Set exercise: According to the emergency update, what has the IRS made clear in Notice 2020-32 about expenses paid with PPP loan proceeds?

Document section:
EMERGENCY UPDATE — Monday, May 4 —

To our clients: 

By now, many of you are aware that, on Thursday, April 30, 2020, the IRS released Notice 2020-32. This notice confirms that the recent CARES Act provided PPP loan proceeds could potentially be forgiven and that any such forgiveness would not be taxable. The Notice goes on to say, in capital letters, “NON-DEDUCTIBILITY OF PAYMENTS TO THE EXTENT INCOME RESULTING FROM LOAN FORGIVENESS IS EXCLUDED UNDER SECTION 1106(i) OF THE CARES ACT.”

Too good to be true?

You may recall from previous updates that this nontaxable feature enhanced the potential benefit of PPP loan forgiveness – one of those seems-to-good-to-be-true moments. You may also recall from previous updates that there were many provisions of the CARES Act that required clarification. Whether or not the IRS would allow or deny deductions for expenses paid with PPP loan proceeds was one of those unknowns.

In Notice 2020-32, the IRS has made it clear that expenses paid with PPP loan proceeds are not deductible.

[Extracted rows]

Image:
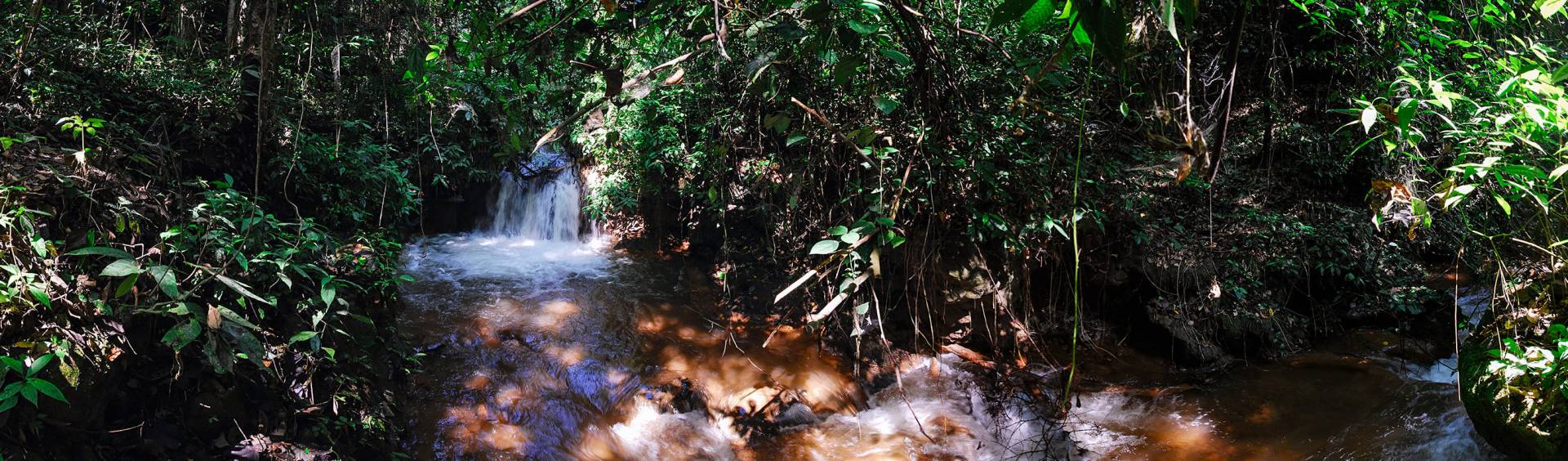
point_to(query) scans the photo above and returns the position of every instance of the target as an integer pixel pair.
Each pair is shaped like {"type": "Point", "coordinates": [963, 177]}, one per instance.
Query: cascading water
{"type": "Point", "coordinates": [546, 206]}
{"type": "Point", "coordinates": [546, 346]}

Written answer: Expenses paid with PPP loan proceeds are not deductible.